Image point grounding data
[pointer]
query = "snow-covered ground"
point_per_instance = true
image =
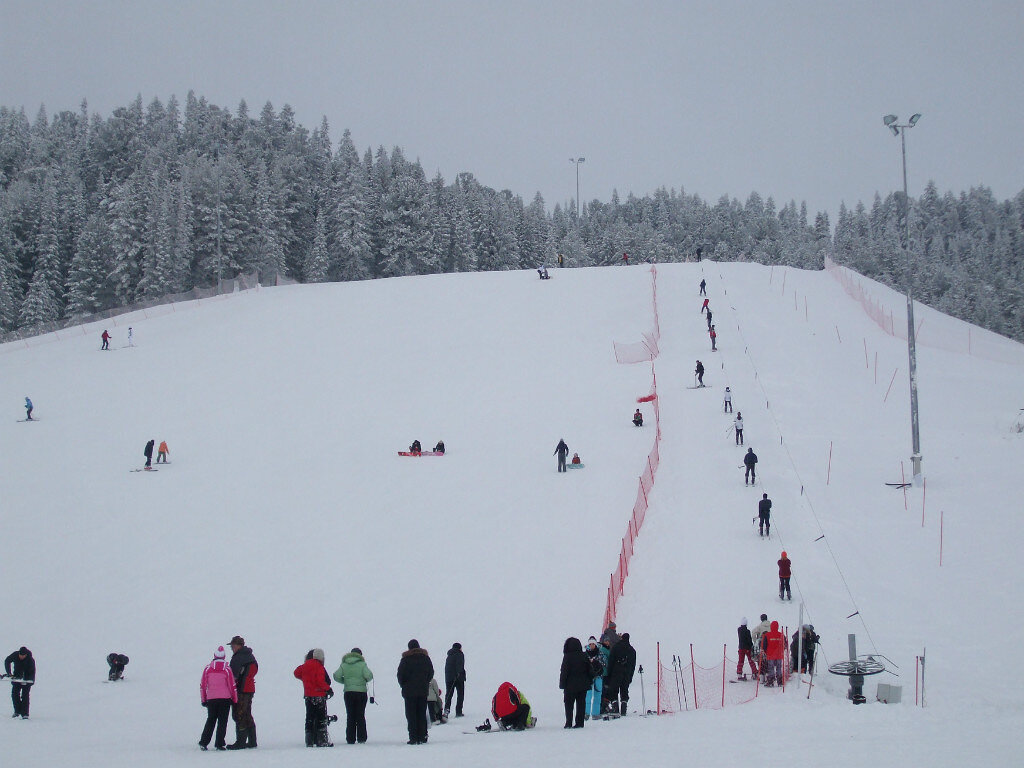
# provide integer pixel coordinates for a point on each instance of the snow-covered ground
(287, 516)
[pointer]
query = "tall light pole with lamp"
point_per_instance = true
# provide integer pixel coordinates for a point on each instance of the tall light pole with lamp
(898, 129)
(577, 162)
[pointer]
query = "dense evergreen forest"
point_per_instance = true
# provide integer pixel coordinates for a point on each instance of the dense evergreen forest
(102, 212)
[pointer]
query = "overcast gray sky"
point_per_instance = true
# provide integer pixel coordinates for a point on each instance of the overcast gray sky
(716, 97)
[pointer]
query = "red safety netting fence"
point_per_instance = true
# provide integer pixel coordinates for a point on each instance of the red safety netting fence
(645, 350)
(966, 339)
(682, 686)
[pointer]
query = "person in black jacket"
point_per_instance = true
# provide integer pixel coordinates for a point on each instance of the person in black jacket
(574, 680)
(117, 663)
(562, 450)
(415, 673)
(764, 515)
(622, 664)
(20, 668)
(455, 679)
(745, 650)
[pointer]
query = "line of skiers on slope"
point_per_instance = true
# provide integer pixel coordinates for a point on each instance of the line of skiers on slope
(764, 649)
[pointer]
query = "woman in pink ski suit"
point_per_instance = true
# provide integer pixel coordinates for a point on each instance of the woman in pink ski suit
(218, 693)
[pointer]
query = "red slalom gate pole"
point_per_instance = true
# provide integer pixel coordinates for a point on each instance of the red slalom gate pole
(941, 523)
(693, 676)
(658, 681)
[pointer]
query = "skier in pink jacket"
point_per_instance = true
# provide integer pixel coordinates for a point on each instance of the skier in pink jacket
(218, 693)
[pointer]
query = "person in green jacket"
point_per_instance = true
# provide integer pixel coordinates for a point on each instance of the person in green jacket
(354, 675)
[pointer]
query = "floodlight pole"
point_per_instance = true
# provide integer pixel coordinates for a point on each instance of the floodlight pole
(911, 344)
(577, 162)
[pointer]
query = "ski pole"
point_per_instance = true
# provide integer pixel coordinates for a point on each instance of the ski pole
(643, 697)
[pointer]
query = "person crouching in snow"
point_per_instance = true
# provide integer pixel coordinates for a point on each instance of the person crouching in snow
(316, 689)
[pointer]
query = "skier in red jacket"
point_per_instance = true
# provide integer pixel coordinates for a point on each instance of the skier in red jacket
(773, 643)
(316, 689)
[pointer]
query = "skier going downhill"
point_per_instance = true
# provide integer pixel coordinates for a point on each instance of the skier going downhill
(784, 572)
(561, 450)
(750, 461)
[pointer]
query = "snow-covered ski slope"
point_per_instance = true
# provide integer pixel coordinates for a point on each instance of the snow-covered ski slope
(288, 517)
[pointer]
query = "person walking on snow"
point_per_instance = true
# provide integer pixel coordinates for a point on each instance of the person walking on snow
(245, 669)
(561, 450)
(574, 681)
(455, 679)
(750, 461)
(784, 572)
(764, 515)
(315, 690)
(415, 673)
(745, 651)
(217, 692)
(353, 675)
(20, 668)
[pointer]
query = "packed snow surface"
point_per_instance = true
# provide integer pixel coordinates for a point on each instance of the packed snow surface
(288, 517)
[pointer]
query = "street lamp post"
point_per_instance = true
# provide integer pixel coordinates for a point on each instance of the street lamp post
(893, 124)
(577, 162)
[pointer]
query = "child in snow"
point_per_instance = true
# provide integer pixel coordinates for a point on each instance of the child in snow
(315, 689)
(434, 708)
(784, 572)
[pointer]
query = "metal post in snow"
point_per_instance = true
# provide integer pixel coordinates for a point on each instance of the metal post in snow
(724, 659)
(696, 705)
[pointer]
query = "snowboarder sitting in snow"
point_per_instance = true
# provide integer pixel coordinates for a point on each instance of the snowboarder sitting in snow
(315, 689)
(510, 709)
(117, 664)
(751, 477)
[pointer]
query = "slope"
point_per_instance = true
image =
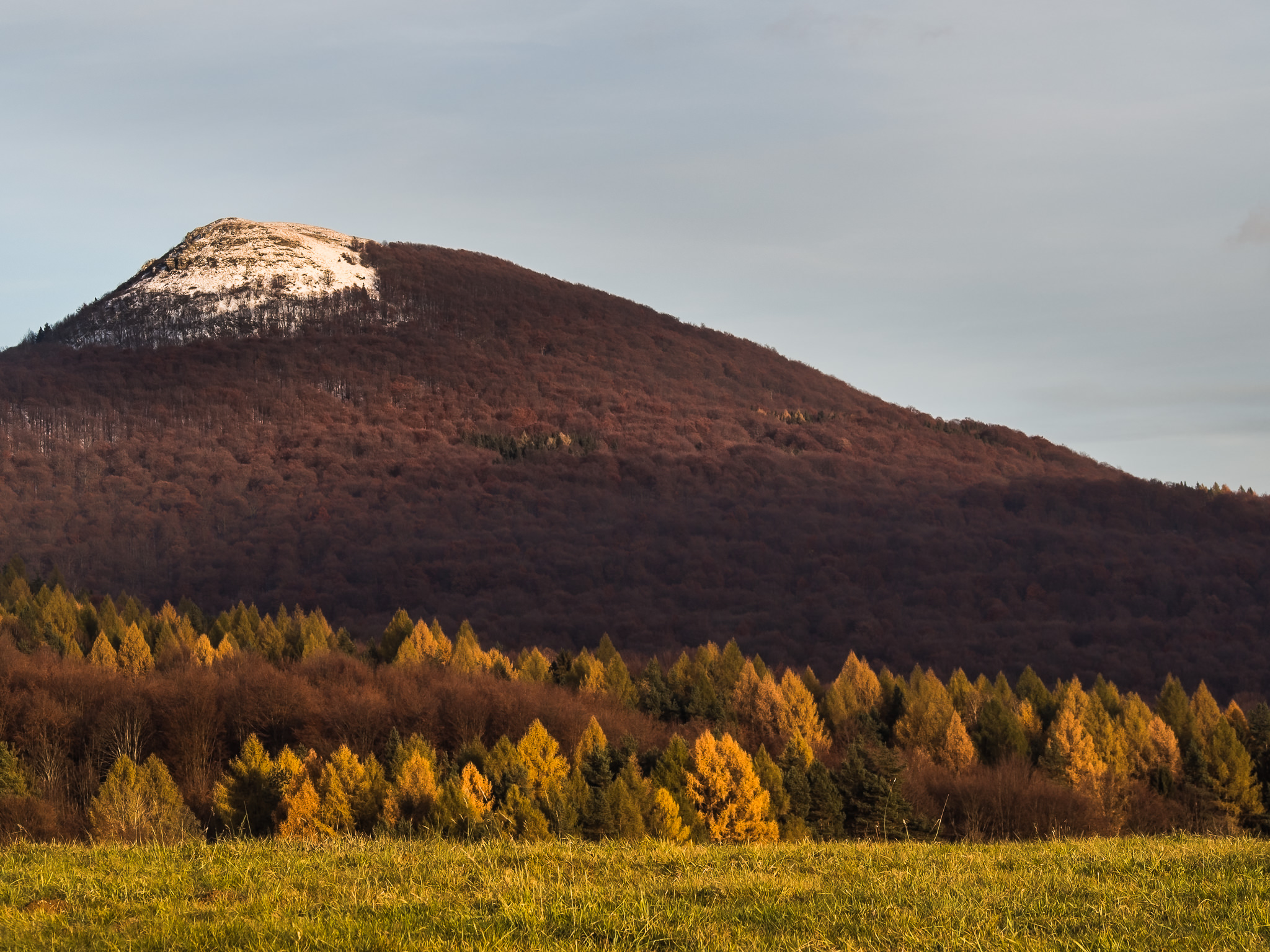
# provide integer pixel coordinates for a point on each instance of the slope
(553, 462)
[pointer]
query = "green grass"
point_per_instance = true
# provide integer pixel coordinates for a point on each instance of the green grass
(1124, 894)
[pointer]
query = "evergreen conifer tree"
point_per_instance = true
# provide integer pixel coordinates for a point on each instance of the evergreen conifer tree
(655, 696)
(533, 666)
(13, 778)
(869, 780)
(825, 811)
(998, 735)
(526, 821)
(1032, 689)
(1174, 708)
(248, 794)
(397, 631)
(774, 782)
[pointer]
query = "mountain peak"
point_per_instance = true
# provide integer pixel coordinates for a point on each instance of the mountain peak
(233, 254)
(233, 277)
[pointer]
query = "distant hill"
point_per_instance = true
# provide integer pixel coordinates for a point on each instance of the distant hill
(466, 438)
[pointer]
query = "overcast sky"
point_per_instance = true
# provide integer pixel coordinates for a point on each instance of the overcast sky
(1048, 215)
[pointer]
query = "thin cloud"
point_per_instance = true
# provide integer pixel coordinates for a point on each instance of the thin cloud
(1256, 229)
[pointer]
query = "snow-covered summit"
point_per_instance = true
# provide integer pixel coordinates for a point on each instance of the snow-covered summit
(233, 278)
(235, 253)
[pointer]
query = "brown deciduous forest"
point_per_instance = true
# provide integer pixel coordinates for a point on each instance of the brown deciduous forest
(553, 464)
(122, 723)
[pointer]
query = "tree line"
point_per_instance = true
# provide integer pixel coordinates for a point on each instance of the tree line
(122, 723)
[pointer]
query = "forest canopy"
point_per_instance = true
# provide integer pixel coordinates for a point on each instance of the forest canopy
(122, 723)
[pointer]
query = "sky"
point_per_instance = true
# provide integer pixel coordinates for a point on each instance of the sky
(1053, 216)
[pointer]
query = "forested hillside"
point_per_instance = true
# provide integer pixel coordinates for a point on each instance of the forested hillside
(554, 464)
(121, 723)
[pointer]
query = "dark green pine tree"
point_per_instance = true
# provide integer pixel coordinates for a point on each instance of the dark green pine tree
(597, 818)
(391, 753)
(825, 815)
(871, 798)
(1033, 690)
(798, 792)
(654, 695)
(1174, 708)
(998, 735)
(704, 700)
(398, 631)
(672, 772)
(1259, 747)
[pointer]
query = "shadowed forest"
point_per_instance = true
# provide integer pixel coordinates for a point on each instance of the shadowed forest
(554, 464)
(123, 724)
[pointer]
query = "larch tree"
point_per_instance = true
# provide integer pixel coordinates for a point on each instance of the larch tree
(957, 752)
(592, 739)
(1174, 708)
(855, 692)
(544, 767)
(102, 654)
(395, 633)
(135, 658)
(337, 809)
(727, 792)
(1206, 715)
(1231, 769)
(802, 715)
(1070, 754)
(140, 804)
(203, 653)
(1108, 735)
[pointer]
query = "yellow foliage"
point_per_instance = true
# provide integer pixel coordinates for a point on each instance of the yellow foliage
(592, 739)
(134, 654)
(102, 654)
(477, 791)
(203, 653)
(1070, 754)
(665, 822)
(856, 687)
(801, 715)
(533, 666)
(1207, 714)
(544, 767)
(957, 752)
(300, 811)
(727, 792)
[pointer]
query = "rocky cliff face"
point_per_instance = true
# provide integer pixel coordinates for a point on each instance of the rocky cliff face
(230, 278)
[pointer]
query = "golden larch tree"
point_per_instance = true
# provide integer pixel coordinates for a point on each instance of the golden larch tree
(727, 792)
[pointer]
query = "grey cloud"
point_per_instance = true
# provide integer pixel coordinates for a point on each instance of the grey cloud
(1255, 229)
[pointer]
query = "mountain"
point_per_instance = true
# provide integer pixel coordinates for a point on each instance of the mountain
(230, 278)
(445, 432)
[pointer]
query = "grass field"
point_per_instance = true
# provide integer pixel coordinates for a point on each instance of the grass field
(355, 894)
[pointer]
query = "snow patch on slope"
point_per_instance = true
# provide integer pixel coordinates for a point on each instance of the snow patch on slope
(277, 258)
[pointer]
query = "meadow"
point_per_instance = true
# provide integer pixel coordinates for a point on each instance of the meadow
(361, 894)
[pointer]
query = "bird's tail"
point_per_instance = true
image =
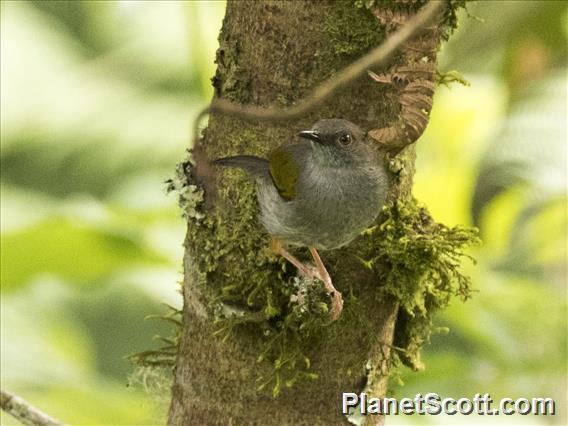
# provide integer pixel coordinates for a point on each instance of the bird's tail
(255, 166)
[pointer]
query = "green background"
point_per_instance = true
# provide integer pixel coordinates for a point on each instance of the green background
(97, 102)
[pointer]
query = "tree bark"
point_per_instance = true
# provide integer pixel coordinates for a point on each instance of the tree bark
(273, 53)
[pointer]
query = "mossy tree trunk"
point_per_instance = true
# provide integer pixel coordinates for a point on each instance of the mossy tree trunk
(235, 336)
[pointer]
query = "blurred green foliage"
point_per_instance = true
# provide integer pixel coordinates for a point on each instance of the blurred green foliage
(97, 99)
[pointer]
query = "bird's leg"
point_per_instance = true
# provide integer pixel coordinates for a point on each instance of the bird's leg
(336, 299)
(277, 247)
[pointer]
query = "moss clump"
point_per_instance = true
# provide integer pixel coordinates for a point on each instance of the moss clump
(449, 21)
(292, 314)
(417, 261)
(352, 31)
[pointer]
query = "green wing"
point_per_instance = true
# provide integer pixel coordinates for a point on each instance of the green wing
(284, 172)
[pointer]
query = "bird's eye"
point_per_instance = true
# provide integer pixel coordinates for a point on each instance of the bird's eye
(345, 139)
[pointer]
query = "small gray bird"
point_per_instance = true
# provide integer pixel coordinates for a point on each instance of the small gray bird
(319, 194)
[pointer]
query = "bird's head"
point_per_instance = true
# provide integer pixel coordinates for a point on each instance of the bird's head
(338, 142)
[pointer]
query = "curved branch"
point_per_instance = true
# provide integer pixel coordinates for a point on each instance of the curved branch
(376, 57)
(24, 412)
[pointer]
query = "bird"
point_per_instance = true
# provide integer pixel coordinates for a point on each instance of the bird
(320, 192)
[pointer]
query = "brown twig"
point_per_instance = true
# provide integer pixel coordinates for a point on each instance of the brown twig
(376, 57)
(24, 412)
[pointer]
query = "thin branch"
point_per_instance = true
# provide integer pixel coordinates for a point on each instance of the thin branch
(24, 412)
(376, 57)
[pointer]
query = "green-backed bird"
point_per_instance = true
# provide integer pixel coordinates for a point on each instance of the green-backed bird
(319, 194)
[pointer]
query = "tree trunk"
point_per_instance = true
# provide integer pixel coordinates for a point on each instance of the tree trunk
(272, 53)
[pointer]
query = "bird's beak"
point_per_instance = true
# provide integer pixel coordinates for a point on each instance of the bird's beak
(311, 135)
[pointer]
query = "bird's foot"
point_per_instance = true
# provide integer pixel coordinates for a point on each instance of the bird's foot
(322, 274)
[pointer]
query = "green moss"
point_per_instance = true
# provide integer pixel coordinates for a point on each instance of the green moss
(449, 20)
(417, 261)
(351, 31)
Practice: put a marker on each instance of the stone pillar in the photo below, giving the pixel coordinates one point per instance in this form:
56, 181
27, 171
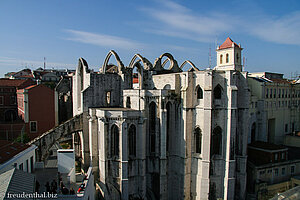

EXERCISE BRIEF :: The response should be the lines from the one containing "the bird's beak" through the final line of the records, reproduced exactly and with every picture left out.

SOLUTION ::
# provide integer pixel coordinates for a point on each instance of the bird's beak
(311, 135)
[pointer]
query = "bird's foot"
point_per_instance = true
# provide integer pixel coordinates for a point on each instance of the bird's foot
(322, 274)
[pointer]
query = "green moss"
point_per_instance = true
# provide integer pixel coordinates for a point on each instance of the green moss
(449, 20)
(417, 261)
(351, 31)
Practice: put a marker on each instance of the stone pillar in the photo below, giving the pixel coordinates one point per instance in this form:
56, 181
27, 171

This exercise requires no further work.